### 抜粋
今日ここで皆さんにお話しするにあたって、私自身がなぜLINEにいるのか、LINEのエンジニアリングの何が楽しくてここにいるのかをお話ししたいと思っています。まず1つは、非常に高い信頼性が求められるということです。
これ(非常に高い信頼性)単体が、エンジニアリングとしてものすごくチャレンジングなことであるのは、みなさんにもご理解いただけると思うのですが、それに加えて非常に大きなトラフィックやデータのスケールがあります。これも単体でものすごく大きな挑戦ですね。
ただLINEでおもしろいのは、常にこの2つが一緒に合わさっているということです。その結果として、私はエンジニアリングにおける究極的な挑戦だと思っていて、そういったものに対して立ち向かっていかなければならない環境になっています。
高い信頼性は、ただ放っておけば達成できるものではもちろんありません。特にIMFにおいては、何か問題が起きた際にアプリケーションの表層だけではなくて、その下で動いている複数のそのソフトウェアを動かしているレイヤーに対して横断的に調査をしていかなければならないシチュエーションが多くあります。
######
### 抜粋データ
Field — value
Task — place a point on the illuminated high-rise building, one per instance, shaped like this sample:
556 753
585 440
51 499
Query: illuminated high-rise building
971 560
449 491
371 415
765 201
######
記述課題 1: LINEのエンジニアリングに関する抜粋のうち、「高い信頼性は、ただ放っておけば」で始まる段落に出てくるカタカナ語をすべて挙げてください。
記述課題 2: LINEのエンジニアリングに関する抜粋で、話し手がLINEでおもしろいと述べているのはどのような点ですか。
記述課題 3: LINEのエンジニアリングに関する抜粋を、最後の文の後から書き継いでください。
上のデータは、抜粋とは別の資料です。

解答例 1: アプリケーション、ソフトウェア、レイヤー、シチュエーション

解答例 2: 非常に高い信頼性と、非常に大きなトラフィックやデータのスケールという2つが、常に一緒に合わさっている点です。

解答例 3:
その一例として、2019年の「LINE DEVELOPER DAY」で私がお話した内容が一番わかりやすいと思うのでリンクを貼りました。今日は、時間的に詳細をお話しできないので本当にざっくりとした内容を話します。
アプリケーションのレスポンスタイムがものすごく悪化したという現象を観測したところから調査を始めました。KafkaはScalaという言語で書かれているので、JVMで動いているのですが、レスポンスタイムの悪化の原因が、実はアプリケーションレベルではなくて、その下の言語のランタイムであるJVMのレベルにあるということがわかりました。
さらにJVM内の問題を追及するにしたがって、実はさらにその下のLinux Kernelの中に問題の所在があることがわかり、それを追求するとさらにその下のRAIDコントローラのレベルに根本原因があったというところまで深追いをしたケースがあります。
細かい具体的な内容はリンク先で見てもらいたいのですが、私がここで強調したいのは、こういったソフトウェアを動かしている複数のレイヤーでさまざまな調査をする必要が生じるということです。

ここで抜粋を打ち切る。